- _Objective_: Gather every line of the material below that contains the string "person", treating uppercase and lowercase as different.
— Begin Supplied records —
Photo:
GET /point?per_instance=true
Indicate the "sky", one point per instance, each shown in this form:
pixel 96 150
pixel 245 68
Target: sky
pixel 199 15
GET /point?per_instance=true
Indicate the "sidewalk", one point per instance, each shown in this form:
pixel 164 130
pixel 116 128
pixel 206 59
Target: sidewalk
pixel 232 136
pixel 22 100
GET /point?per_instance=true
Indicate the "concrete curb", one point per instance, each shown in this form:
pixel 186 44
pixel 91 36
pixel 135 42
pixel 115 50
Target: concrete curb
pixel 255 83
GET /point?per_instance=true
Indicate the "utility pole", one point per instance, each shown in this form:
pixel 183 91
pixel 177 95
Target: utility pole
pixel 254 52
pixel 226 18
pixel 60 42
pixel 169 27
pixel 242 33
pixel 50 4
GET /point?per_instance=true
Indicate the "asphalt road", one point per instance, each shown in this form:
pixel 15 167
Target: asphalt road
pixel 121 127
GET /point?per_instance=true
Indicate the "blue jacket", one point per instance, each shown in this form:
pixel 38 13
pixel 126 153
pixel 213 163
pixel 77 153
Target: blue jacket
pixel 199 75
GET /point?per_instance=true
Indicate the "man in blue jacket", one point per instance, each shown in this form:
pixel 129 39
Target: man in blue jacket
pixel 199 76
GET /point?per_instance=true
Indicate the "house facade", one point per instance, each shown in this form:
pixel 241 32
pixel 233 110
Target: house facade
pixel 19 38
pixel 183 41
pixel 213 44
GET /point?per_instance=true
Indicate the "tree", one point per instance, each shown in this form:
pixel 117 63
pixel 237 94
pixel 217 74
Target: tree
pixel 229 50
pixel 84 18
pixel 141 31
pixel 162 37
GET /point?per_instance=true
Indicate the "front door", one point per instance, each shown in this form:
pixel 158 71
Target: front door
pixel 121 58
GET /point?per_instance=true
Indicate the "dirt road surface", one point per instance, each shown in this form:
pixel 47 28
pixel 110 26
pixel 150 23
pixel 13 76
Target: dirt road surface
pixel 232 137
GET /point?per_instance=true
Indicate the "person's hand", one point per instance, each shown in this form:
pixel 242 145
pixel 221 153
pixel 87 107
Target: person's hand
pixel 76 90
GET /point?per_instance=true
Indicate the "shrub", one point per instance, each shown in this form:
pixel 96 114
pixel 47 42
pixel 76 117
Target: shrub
— End Supplied records —
- _The completed task_:
Indicate the "person's hand", one point per instance, each shown in this form:
Target: person's hand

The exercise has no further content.